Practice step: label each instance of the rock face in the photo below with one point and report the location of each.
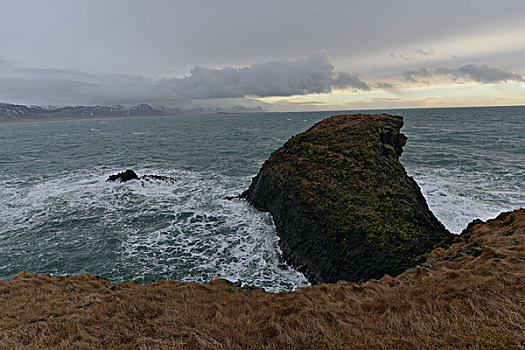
(343, 205)
(124, 176)
(129, 175)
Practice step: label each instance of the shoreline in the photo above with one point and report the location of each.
(465, 291)
(57, 119)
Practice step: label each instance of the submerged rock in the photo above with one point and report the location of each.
(129, 175)
(124, 176)
(343, 205)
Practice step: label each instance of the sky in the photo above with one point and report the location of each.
(279, 55)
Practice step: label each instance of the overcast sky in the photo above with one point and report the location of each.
(282, 55)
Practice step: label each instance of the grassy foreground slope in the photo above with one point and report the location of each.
(471, 295)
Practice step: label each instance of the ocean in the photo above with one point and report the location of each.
(59, 216)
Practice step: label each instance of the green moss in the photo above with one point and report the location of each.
(348, 179)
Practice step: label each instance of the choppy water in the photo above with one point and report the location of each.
(58, 215)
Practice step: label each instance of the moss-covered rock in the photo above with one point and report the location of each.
(343, 205)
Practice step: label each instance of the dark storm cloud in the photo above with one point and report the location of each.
(313, 74)
(481, 74)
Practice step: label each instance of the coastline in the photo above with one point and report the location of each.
(468, 296)
(57, 119)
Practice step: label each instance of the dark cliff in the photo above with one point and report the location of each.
(343, 205)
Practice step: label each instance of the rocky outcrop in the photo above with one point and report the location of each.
(461, 295)
(129, 175)
(343, 205)
(124, 176)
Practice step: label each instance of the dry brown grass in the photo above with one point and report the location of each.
(464, 301)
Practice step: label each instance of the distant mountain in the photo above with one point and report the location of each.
(12, 112)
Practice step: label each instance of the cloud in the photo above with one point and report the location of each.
(482, 74)
(383, 85)
(424, 52)
(313, 74)
(411, 75)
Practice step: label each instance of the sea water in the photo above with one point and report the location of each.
(59, 216)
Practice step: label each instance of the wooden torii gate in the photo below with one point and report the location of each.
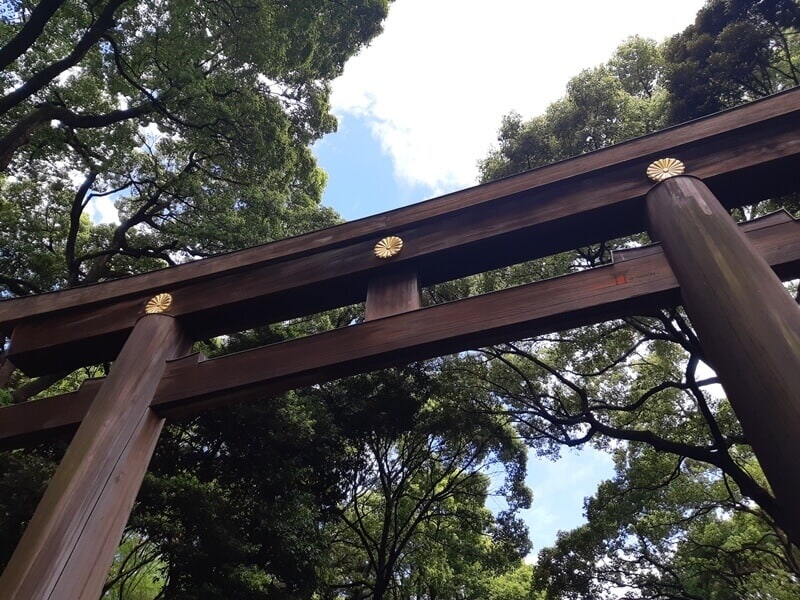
(727, 278)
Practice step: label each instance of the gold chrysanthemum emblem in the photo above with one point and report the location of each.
(388, 247)
(664, 168)
(158, 304)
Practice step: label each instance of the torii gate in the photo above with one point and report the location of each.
(724, 275)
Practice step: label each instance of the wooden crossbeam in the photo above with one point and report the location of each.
(638, 281)
(744, 155)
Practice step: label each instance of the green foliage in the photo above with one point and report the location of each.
(667, 528)
(413, 522)
(604, 105)
(736, 50)
(194, 118)
(688, 514)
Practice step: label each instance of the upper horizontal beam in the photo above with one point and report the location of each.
(639, 280)
(576, 202)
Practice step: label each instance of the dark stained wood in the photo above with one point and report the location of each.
(6, 370)
(744, 155)
(639, 280)
(67, 548)
(748, 325)
(392, 293)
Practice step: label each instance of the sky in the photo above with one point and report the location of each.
(421, 106)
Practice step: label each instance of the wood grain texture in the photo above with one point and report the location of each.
(392, 293)
(640, 279)
(67, 547)
(744, 154)
(748, 325)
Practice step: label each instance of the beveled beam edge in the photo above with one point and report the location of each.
(642, 148)
(775, 236)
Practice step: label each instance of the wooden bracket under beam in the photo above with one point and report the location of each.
(392, 293)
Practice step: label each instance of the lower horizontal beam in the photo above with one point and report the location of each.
(639, 280)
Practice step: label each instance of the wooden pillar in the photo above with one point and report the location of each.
(748, 325)
(392, 293)
(69, 544)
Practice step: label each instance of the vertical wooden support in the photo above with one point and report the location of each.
(6, 371)
(392, 293)
(747, 323)
(69, 544)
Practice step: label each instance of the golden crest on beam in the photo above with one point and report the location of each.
(388, 247)
(158, 304)
(664, 168)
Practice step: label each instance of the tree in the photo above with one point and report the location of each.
(668, 527)
(605, 105)
(194, 120)
(636, 385)
(413, 523)
(735, 51)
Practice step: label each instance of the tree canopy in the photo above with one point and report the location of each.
(193, 120)
(689, 514)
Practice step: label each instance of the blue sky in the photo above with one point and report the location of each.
(420, 107)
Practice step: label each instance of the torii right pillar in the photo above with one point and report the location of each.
(747, 323)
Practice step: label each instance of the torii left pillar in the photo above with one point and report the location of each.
(69, 544)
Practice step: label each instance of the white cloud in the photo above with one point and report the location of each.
(102, 210)
(436, 83)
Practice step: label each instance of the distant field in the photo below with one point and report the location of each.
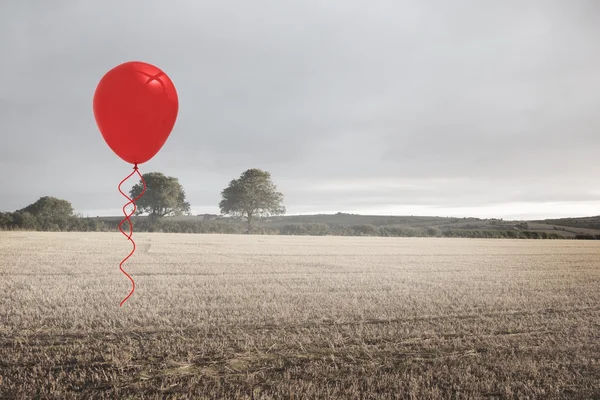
(567, 227)
(277, 317)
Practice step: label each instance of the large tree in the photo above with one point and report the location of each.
(252, 195)
(164, 196)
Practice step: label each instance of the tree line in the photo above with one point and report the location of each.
(248, 199)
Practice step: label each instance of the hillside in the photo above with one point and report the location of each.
(567, 227)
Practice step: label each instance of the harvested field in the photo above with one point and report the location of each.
(274, 317)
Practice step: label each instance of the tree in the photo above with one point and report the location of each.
(252, 195)
(51, 213)
(164, 196)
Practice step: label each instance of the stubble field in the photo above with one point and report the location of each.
(223, 316)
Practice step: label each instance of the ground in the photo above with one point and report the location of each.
(273, 317)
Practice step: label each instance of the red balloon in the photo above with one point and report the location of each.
(135, 106)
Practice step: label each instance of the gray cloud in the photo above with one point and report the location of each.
(350, 105)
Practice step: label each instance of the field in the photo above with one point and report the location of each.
(278, 317)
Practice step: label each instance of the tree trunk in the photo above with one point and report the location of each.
(249, 217)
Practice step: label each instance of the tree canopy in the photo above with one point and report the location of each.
(49, 212)
(164, 196)
(251, 196)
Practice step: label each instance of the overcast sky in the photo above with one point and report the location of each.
(450, 108)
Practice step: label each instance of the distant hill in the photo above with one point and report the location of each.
(578, 223)
(565, 227)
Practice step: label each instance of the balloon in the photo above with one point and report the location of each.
(135, 107)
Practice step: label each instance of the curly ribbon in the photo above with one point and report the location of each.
(128, 219)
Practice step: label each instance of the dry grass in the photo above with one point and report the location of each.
(293, 317)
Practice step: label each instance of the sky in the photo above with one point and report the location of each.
(446, 108)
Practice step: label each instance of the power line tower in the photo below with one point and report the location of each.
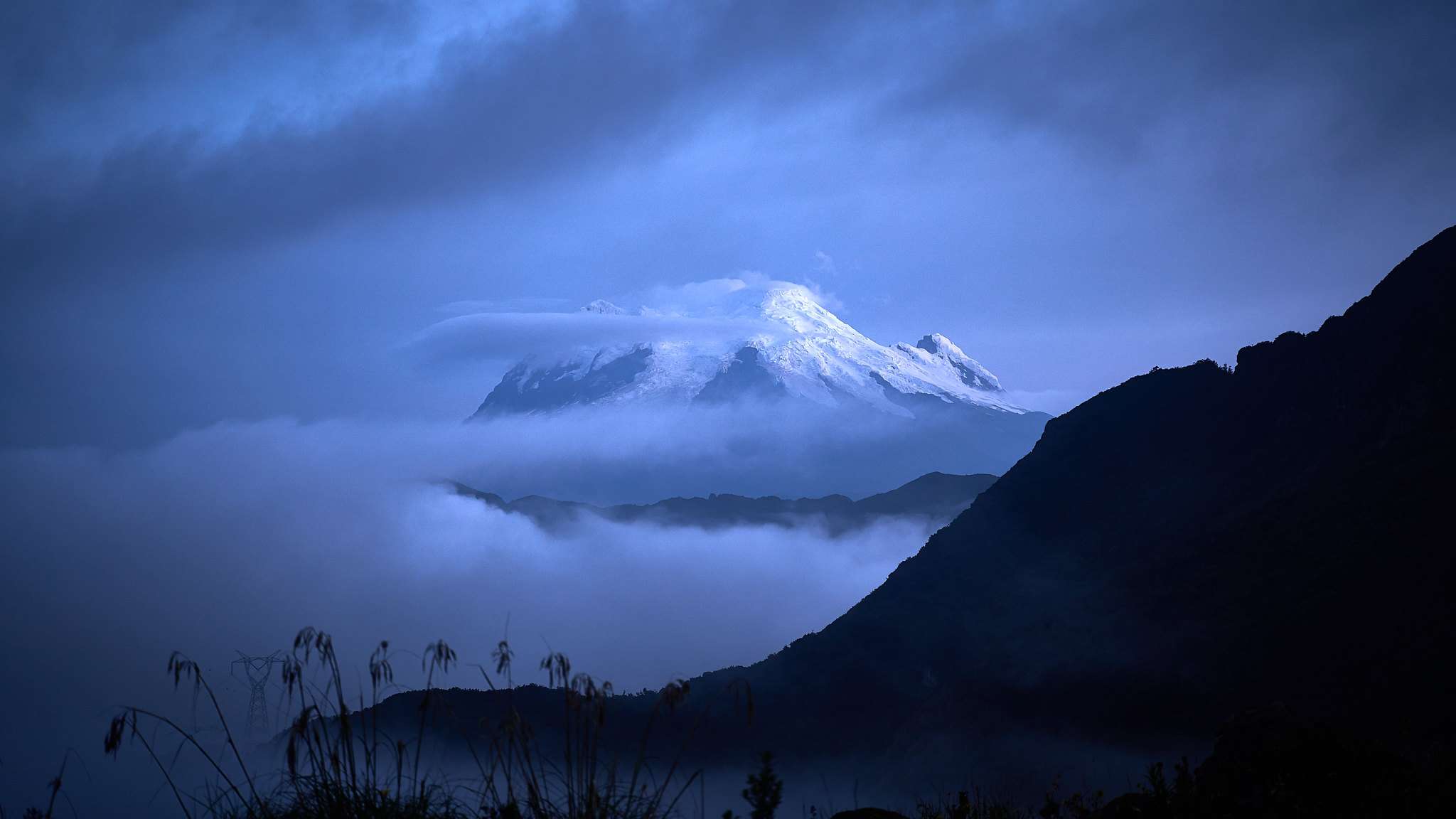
(257, 669)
----
> _What is expected_
Print every entry above again without changing a word, and omit the pictures.

> _Reply to the exercise_
Practice step: label each instance of the rock face in the photo below with one point and report the location of each.
(343, 205)
(124, 176)
(129, 175)
Practice step: label each instance of the shoreline in the photo above with one point and report the location of each.
(465, 291)
(57, 119)
Practice step: label each instance of the submerged rock in the photo above with one point and report the location of each.
(129, 175)
(124, 176)
(343, 205)
Practice step: label each instance of the sky in the photo above with one point and report the location of each.
(279, 55)
Practice step: label each instance of the overcast sky in the photo above with one point and report the location of each.
(282, 55)
Practice step: label each instance of the grassy foreground slope in the photo above with one point and report the location of each.
(471, 295)
Practice step: label each instance of the ocean in the photo above with one point and report the location of each.
(59, 216)
Practice step: label each instance of the green moss in the photo above with one point and report the location of each.
(348, 179)
Practice step: label each instance of the choppy water in the photo above with one point and report the location of each.
(58, 215)
Practice step: label each instance of the moss-covered rock in the photo above with one point and report the location of each.
(343, 205)
Practice step: label each instance of the dark storm cloud in the photo above with one point and report the location of each.
(313, 74)
(481, 74)
Practice step: label each instance of the coastline in the photo above with one point and report the location of each.
(468, 296)
(57, 119)
Practice step: label each instance of the dark cliff in the photo above with one point and report the location of each.
(343, 205)
Practice step: label each instance of the rocky outcrop in the photo above with one point and report the location of each.
(461, 295)
(129, 175)
(343, 205)
(124, 176)
Practice step: label each instance of the dry brown grass in the photo above with one point and report the location of each.
(464, 301)
Practice step: label each instance of the distant mountain in the photo above with one point and report the location of each.
(12, 112)
Practice step: label each instance of the cloud in the photo above with one point and report the location of each.
(482, 74)
(383, 85)
(424, 52)
(313, 74)
(411, 75)
Practice step: label each instance of the sea water in the photo above with one point and report the location of each.
(59, 216)
Practice step: label each instance of the wooden torii gate in the photo below with one point and report the location of each.
(727, 278)
Practice step: label each instance of the gold chrysanthemum emblem in the photo above with one point and report the location of each.
(388, 247)
(664, 168)
(158, 304)
Practice step: label each instance of the torii gate in the photo above with one point and report the location of each.
(724, 275)
Practice step: label each instance of the wooden crossbeam in the photo above with one point and report the location of each.
(638, 281)
(744, 155)
Practice step: label each instance of the green foliage in the photo above with one point and report the location of each.
(667, 528)
(413, 522)
(604, 105)
(736, 50)
(194, 118)
(688, 514)
Practice step: label each instance of the upper horizontal beam in the photo above with one point and report the location of each.
(639, 280)
(576, 202)
Practice step: label each instance of the dark stained wood in the photo above with one point and report the location of each.
(6, 370)
(744, 155)
(639, 280)
(67, 548)
(748, 325)
(392, 293)
Practice step: label each instance of the sky in the photo above with one point and report the location of each.
(421, 106)
Practice step: label each instance of the wood grain texture in the photo above with one point and report the location of each.
(392, 293)
(640, 279)
(67, 547)
(744, 154)
(748, 325)
Practice step: label each instance of the beveled beam edge in the photo above with one point and report the location of each.
(642, 148)
(775, 236)
Practice step: label each instance of the wooden bracket under beam in the photo above with one point and report the location of each.
(392, 293)
Practice step: label each instance of the lower horizontal beam in the photo above with one point and report the location of each.
(639, 280)
Practice step: label each instance of the wooden pillar in the photo above with one point and report the location of each.
(748, 325)
(392, 293)
(69, 544)
Practice step: label each instance of the vertical wooden support in the photo above with one point and report the location of each.
(6, 371)
(392, 293)
(747, 323)
(69, 544)
Practice step: label each instance of the golden crest on beam in the photo above with one point and report the location of each.
(388, 247)
(158, 304)
(664, 168)
Practice step: label each instance of the tree in the photo above with one point and report the location of each.
(668, 527)
(605, 105)
(194, 120)
(636, 385)
(413, 523)
(735, 51)
Practice step: label each instance of the tree canopy in the photo above with one point and report the location of each.
(193, 120)
(689, 514)
Practice step: label each instance of the blue sky in the photo above with one point and report the location of each.
(420, 107)
Practice step: label each instance of the torii right pillar in the photo above with one point and report the location of each.
(747, 323)
Practice step: label each instance of the torii left pillar in the photo above with one point and report the location of each.
(69, 544)
Practice step: label each instance of the white cloud in the photo above with one point and report the location of each.
(102, 210)
(436, 83)
Practice step: label each instance of the distant field in the photo below with one point and report the location of each.
(567, 227)
(277, 317)
Practice step: label each instance of the large tree in the photo above with one point and report the location of each.
(252, 195)
(164, 196)
Practice step: label each instance of the tree line in the photo above with one point and report the location of each.
(248, 199)
Practice step: label each instance of the hillside in the photo above with one point and report the location of each.
(567, 227)
Practice step: label each instance of the harvested field in the photo above with one point and report the location of each.
(274, 317)
Practice step: label each instance of the tree in the photo above with one point and report the location of each.
(252, 195)
(51, 213)
(164, 196)
Practice step: label each instance of the stubble field in the photo above with one point and report the location of each.
(223, 316)
Practice step: label each instance of the ground in the photo above with one point and report the location of each.
(273, 317)
Practice step: label each instance of the red balloon in the photo above with one point and report the location of each.
(135, 106)
Practice step: label each instance of the gray cloud in the photo above with one point and report the location of each.
(350, 105)
Practice step: label each instance of the field in the photo above with one point and report the location of each.
(278, 317)
Practice step: label each instance of the tree trunk in the photo above with one point and report the location of each.
(249, 217)
Practice step: label each instance of the tree canopy in the photo above with one point and report the location of each.
(49, 212)
(164, 196)
(251, 196)
Practice step: label each instance of the overcast sky in the photo above with one point and report the location of each.
(450, 108)
Practice step: label each instance of the distant hill in the photo above with one point and report the location of each.
(578, 223)
(565, 227)
Practice step: label each instance of the balloon in the photo above with one point and report the location of each.
(135, 107)
Practice step: label each instance of the curly ribbon in the photo above with one point and report the location of each.
(128, 219)
Practice step: label each instance of the dry grass in the photo above with one point and report the location of each.
(293, 317)
Practice step: label each instance of the sky in the photo above with one point and report the location of each.
(446, 108)
Practice step: label each instance of the power line tower in the photo below with one point and report the location of each.
(257, 669)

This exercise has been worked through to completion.